── EXTRAIT ──

Que la science progresse vers une vérité approximative plus approchée par le fait de changer des paradigmes est faux. Pourtant, les paradigmes existent. Je pense plutôt que les paradigmes les plus modernes sont des choses parasitaires qui éloignent l'état des sciences de la vérité. Mais de quoi parle-t-on quand on parle des paradigmes?

Prênons un exemple entre Chrétiens et athées. Il y a un fait reconnu que le corps humain ne se trouve pas supporté sous ses pieds en marchant debout ou en restant débout par de l'eau à l'état liquide. Il coule jusqu'au niveau des épaules à peu près - quand il se stabilise. Et pourvu que la personne fasse des efforts pour tenir la tête audessus de l'eau. Il y a aussi un fait reconnu que le corps humain n'est pas fait d'amiante, posé dans un four il va désintégrer par le feu. Et s'il s'agit d'une personne vivante elle va mourir. Il y a pourtant deux paradigmes fortement opposés quand au pourquoi de ce fait.

Les Chrétiens et d'autres théistes Les athées, panthéistes, averroïstes, déistes
Ceci relève d'un dispositif que le Dieu Tout-Puissant a librement mis en place et peut librement suspendre. Il l'a aussi suspendu pour les trois adolescents dans le four de Nabuchodonosor, qui ne sentaient même pas la fumée en sortant du four, et pour Lui-Même Incarné et son disciple St Pierre quand ils marchèrent sur les eaux du lac Génésareth. [Les non-Chrétiens nient peut-être le deuxième exemple, même s'ils sont théistes.] Ceci relève d'une nécessité absolue où la volonté d'une éventuelle divinité n'a rien à voir. Les récits sur les trois adolscents dans le four de Nabuchodonosor et sur Jésus et son disciple St Pierre marchant sur les eaux ne sont donc pas vrais parce qu'ils ne peuvent pas être vrais.


Comme on voit très bien, les deux positions sont bien pensables au moins dans le sens que les deux sont pensées de fait par millions de personnes dans l'Occident actuel. Et on voit également que les deux positions ne peuvent pas à la fois être vraies, l'une excluant très nettement l'autre.

Mais il y en a d'autres. Et maintenant je vais aux paradigmes où des Chrétiens - croyant les miracles de l'Évangile - ont historiquement soutenu les deux positions.

Le fait reconnu par les deux parties est que, d'un côté les choses comme les corps solides ou liquides tombent vers le sol, tandis que les choses comme des flammes montent en haut. L'air monte en haut aussi quand il est libéré sous l'eau. Et de l'autre côté, le soleil est parfois en est et parfois dans le sud (ou, pour l'équateur, exactement en haut, ou, pour l'hémisphère sud au nord) et parfois dans l'ouest, suivant un cycle qui prend vingt-quatres heures: aussi est-il parfois devant capricorne, parfois devant les poissons, parfois devant le cancer et parfois devant la vierge, ceci dans un cycle qui prend plus que 365 jours (les cycles de l'autre type) et moins de 366 jour. Tandis que la lune est parfois devant le soleil, parfois opposé, parfois elle tourne la gauche ou la droite vers le soleil, selon un cycle qui prend environs 29 jours. Là aussi il y a deux paradigmes, au moins. Je donne "moderne" et "pré-moderne".

───

CONSIGNE A: D'après l'extrait, combien de jours dure environ le cycle de la lune par rapport au soleil ?
CONSIGNE B: Dressez la liste de tous les signes devant lesquels, selon l'extrait, le soleil se trouve parfois.
On peut se passer entièrement des lignes fournies.

── LIGNES FOURNIES ──

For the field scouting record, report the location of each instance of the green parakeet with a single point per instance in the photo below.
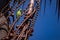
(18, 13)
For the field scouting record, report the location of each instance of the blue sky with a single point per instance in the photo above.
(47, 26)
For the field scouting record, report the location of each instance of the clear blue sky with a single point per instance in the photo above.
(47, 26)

───
── LIGNES FOURNIES ──

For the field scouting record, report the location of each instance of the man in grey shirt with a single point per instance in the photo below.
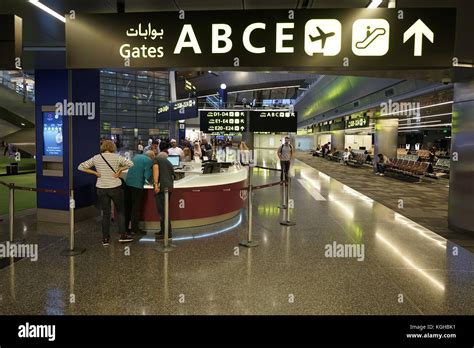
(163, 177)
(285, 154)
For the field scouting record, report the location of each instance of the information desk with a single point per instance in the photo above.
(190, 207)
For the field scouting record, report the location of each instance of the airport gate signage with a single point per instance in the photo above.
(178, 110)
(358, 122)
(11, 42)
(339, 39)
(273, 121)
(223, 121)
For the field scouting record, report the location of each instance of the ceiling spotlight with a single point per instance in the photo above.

───
── LIGNES FOURNIES ──

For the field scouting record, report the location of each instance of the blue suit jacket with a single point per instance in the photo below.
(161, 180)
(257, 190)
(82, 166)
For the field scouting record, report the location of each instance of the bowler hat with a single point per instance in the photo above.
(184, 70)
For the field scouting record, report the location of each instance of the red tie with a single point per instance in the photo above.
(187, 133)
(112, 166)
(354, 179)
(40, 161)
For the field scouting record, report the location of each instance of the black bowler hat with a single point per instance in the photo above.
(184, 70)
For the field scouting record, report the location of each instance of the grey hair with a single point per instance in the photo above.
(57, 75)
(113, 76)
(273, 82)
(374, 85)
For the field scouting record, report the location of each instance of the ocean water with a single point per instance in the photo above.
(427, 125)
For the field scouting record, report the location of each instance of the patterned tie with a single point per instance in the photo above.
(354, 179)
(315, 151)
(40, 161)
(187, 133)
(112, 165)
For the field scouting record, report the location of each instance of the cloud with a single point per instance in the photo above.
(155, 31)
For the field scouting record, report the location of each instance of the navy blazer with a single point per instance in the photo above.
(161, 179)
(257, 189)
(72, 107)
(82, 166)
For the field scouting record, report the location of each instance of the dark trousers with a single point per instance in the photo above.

───

ZONE DE RÉPONSE A: Environ 29 jours.

ZONE DE RÉPONSE B: Le capricorne, les poissons, le cancer, la vierge.